Objective:
In the items below, change every "TARGET" to "OBJECT" and leave everything else unchanged. Leave the picture out of your answer.

Records for processing:
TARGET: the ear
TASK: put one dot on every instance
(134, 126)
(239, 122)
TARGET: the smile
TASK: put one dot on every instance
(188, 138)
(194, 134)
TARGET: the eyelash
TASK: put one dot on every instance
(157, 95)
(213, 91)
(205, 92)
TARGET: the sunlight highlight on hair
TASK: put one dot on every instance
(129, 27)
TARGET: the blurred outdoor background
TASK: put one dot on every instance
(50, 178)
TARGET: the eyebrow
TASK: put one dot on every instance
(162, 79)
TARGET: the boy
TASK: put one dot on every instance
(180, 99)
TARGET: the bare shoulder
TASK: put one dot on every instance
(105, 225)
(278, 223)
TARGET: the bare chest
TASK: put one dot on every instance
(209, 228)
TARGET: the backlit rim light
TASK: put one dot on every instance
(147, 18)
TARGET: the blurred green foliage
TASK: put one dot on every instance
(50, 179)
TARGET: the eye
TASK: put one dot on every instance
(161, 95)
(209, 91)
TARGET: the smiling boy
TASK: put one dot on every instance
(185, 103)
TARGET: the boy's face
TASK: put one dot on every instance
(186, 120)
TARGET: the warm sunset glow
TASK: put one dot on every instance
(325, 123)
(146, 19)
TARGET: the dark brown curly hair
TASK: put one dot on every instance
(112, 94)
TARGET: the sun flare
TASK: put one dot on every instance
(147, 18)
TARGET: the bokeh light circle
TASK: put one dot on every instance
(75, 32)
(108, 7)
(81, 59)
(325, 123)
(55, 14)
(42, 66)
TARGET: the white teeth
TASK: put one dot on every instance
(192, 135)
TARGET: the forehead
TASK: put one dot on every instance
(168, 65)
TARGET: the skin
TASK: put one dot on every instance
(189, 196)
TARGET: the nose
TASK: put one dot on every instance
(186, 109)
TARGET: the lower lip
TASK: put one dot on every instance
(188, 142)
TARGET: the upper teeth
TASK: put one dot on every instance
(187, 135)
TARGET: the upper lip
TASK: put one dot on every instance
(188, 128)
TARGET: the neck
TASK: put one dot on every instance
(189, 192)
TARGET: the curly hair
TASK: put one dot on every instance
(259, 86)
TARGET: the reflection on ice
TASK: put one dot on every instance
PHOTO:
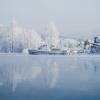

Result of the task:
OBJECT: the ear
TASK: put one dot on every instance
(134, 126)
(239, 122)
OBJECT: the smile
TASK: put one dot on every instance
(188, 138)
(194, 134)
OBJECT: the eyelash
TASK: put one dot on every instance
(157, 95)
(213, 91)
(205, 92)
OBJECT: the sunlight highlight on hair
TASK: put one dot on every instance
(129, 27)
OBJECT: the blurred outdoor background
TASK: put one dot on every instance
(50, 178)
OBJECT: the eyebrow
TASK: put one dot on every instance
(162, 79)
OBJECT: the boy
TASK: put one dot on every instance
(180, 99)
OBJECT: the bare shoulder
TASK: put one dot on every instance
(105, 225)
(278, 223)
OBJECT: the bare chest
TASK: put one dot on every instance
(209, 228)
OBJECT: the backlit rim light
TASK: put one dot on every instance
(147, 18)
OBJECT: the blurred green foliage
TASK: put one dot on every instance
(50, 179)
OBJECT: the eye
TASK: put one dot on every instance
(161, 95)
(209, 91)
OBJECT: the smiling boy
TASK: put one dot on every instance
(185, 103)
OBJECT: the boy's face
TASK: put one dot on every instance
(186, 120)
OBJECT: the warm sunset glow
TASK: put one dot on every instance
(325, 123)
(146, 19)
OBJECT: the dark brown curly hair
TASK: put one dot on every instance
(112, 94)
OBJECT: the sun flare
TASK: put one dot on every instance
(147, 18)
OBJECT: the bokeh light circle
TASK: put one dot on every instance
(75, 32)
(108, 7)
(81, 59)
(325, 123)
(55, 14)
(42, 66)
OBJECT: the white teeth
TASK: put one dot on every instance
(192, 135)
OBJECT: the forehead
TASK: put one dot on every instance
(168, 65)
OBJECT: the skin
TASK: put one dot on every instance
(189, 196)
OBJECT: the nose
TASK: put one dot on every instance
(186, 109)
OBJECT: the lower lip
TASK: put one dot on every instance
(188, 142)
OBJECT: the upper teeth
TASK: put one dot on every instance
(187, 135)
OBJECT: the upper lip
TASK: put one dot on every instance
(188, 128)
OBJECT: the neck
TASK: put one dot on every instance
(189, 192)
OBJECT: the curly hair
TASK: put one dot on every instance
(259, 86)
OBJECT: the reflection on ice
TASK: put one dot on every instance
PHOTO:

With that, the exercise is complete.